* PROVIDED TEXT
*** Block opens ***
I have facilities at home for seismic data processing, including the  ProMAX-3D licence inherited from Glasgow University, and all the data for the geophysical projects mentioned above.
*** Block closes ***
* WHAT THE TASK REQUIRES
In the text on home seismic processing facilities, reproduce word for word the portion from "I have facilities" to "projects mentioned above.". The records that come next have no connection to the text on home seismic processing facilities.

* RECORDS
*** Block opens ***
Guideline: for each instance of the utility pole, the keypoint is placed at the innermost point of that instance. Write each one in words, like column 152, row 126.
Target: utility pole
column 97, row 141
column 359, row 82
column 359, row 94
*** Block closes ***
* FINISHED TASK
I have facilities at home for seismic data processing, including the  ProMAX-3D licence inherited from Glasgow University, and all the data for the geophysical projects mentioned above.